• [STUDY TEXT]
----

Nor is the case only about contraception.  It is very easy to contemplate employers who have religious objections to other forms of mandated preventive health services, such as vaccinations for chicken pox, Hepatitis A, and Rubella.  Others may object to coverage of routine patient costs for items and services furnished in connection with participation in certain clinical trials.  (This last example, and others along this slippery slope, are described in much greater detail at pages 68-77 of Judge Rovner’s dissenting opinion in the Seventh Circuit’s recent Korte decision.)

Indeed, the impact of the Court's decision will hardly be limited to preventive care, or health insurance, either.  Federal law imposes countless requirements and restrictions on for-profit employers, many of which conflict with sincerely held religious views of the owners or managers of the regulated enterprises.  A ruling in favor of plaintiffs here, then, could presage RFRA claims for “myriad exceptions flowing from a wide variety of religious beliefs,” U.S. v. Lee, 455 U.S. at 260, in the commercial sphere.

In one of his posts, Eugene Volokh stresses that, under RFRA, a court is not ordinarily supposed to consider the costs of exemptions beyond those specifically sought by the plaintiffs before the court: 

Under RFRA, it’s not enough for the government to point to how the Affordable Care Act writ large supposedly protects health.  Nor is it enough for the government to point to how the coverage for contraceptives generally would protect health.  Rather, the question is whether denying the limited religious exemption that is being sought here — the exemption for the particular potentially implantation-preventing contraceptives to which the claimants object — would undermine a compelling interest in protecting health, so that denying the exemption would be the “least restrictive means” of protecting health. “RFRA requires the Government to demonstrate that the compelling interest test is satisfied through application of the challenged law ‘to the person’ — the particular claimant whose sincere exercise of religion is being substantially burdened.”  (quoting from the Court’s O Centro decision).

----

• [STUDY QUESTIONS]
[a] In the passage on RFRA and the contraception mandate, which vaccinations are given as examples of mandated preventive services that employers might object to?
[b] Pick up the passage on RFRA and the contraception mandate after its final sentence and carry it forward.

• [RECORDED INFORMATION]
----

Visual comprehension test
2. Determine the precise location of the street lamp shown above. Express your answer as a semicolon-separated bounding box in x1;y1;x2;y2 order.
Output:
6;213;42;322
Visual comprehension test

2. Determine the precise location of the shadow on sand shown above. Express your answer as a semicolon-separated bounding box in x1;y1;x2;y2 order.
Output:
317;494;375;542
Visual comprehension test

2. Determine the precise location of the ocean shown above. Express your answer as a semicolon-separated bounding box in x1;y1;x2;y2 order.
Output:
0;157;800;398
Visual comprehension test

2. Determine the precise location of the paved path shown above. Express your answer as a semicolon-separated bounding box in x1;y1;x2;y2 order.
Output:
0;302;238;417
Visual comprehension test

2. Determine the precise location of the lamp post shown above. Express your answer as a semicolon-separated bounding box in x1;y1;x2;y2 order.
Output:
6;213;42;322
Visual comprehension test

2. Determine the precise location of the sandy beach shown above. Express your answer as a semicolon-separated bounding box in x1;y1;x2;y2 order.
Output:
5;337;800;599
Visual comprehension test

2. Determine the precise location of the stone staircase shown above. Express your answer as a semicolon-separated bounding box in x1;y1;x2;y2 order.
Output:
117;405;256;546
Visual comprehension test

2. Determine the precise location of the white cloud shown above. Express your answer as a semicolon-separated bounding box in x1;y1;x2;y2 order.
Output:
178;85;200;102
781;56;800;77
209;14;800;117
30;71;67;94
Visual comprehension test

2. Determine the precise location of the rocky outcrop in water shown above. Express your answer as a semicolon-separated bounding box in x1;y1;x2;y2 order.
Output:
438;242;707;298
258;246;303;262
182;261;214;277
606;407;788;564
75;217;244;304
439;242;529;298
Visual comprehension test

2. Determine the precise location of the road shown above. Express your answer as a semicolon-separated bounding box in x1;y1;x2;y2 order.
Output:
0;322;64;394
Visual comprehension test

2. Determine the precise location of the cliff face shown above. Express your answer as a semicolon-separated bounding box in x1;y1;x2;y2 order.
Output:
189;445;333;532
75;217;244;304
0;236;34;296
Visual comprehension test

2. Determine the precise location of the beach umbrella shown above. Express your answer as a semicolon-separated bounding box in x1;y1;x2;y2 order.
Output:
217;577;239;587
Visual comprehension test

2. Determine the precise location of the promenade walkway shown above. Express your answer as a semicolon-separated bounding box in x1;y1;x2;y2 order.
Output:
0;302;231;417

----

• [ANSWERS TO THE EXERCISES]
[a] Vaccinations for chicken pox, Hepatitis A, and Rubella.

[b]
In the ordinary case (such as O Centro itself), that may well be the proper method of RFRA adjudication, at least for a lower court.  In this case, however, the Supreme Court will almost certainly be taking a wider view, for at least two reasons. 

First, both of these cases come to the court at a very preliminary stage, before any discovery has been taken and without any factual findings.  Therefore, as explained above, we don’t even know which forms of birth control would be covered by the exemptions sought by the plaintiffs.  (What if it turned out that none of the methods in question actually prevent implantation, for instance?  What if most of the 18 methods could do so, at least in theory?)  Nor will the Court know exactly how and to what extent the government’s interests—and women’s health and economic equality—would be implicated by an employee plan that covered some particular forms of contraception and not others, a question that the trial courts have not yet considered.  So, to the extent the case truly were only about the exemptions sought by the plaintiffs in these two cases, the case would hardly be ripe for the Court’s consideration.

Second, and more fundamentally, there have been a slew of cases filed by for-profit employers against the HHS Rule (45, by the Becket Fund’s count); and presumably the Court granted the petitions in these two particular cases in order to afford some significant guidance to the lower courts in resolving those dozens of other cases.  A decision limited to the RFRA balancing in the idiosyncratic circumstances of particular employers objecting to so-called “implantation-preventing contraceptives” would be unlikely to resolve the hard questions in those other cases—most of which involve more categorical objections to all manner of contraception.

For these reasons, I doubt the Court will limit its analysis to forms of birth control to which these plaintiffs object.  Its rationale is likely to extend to religious objections to all forms of contraception, at a minimum . . . and perhaps further still.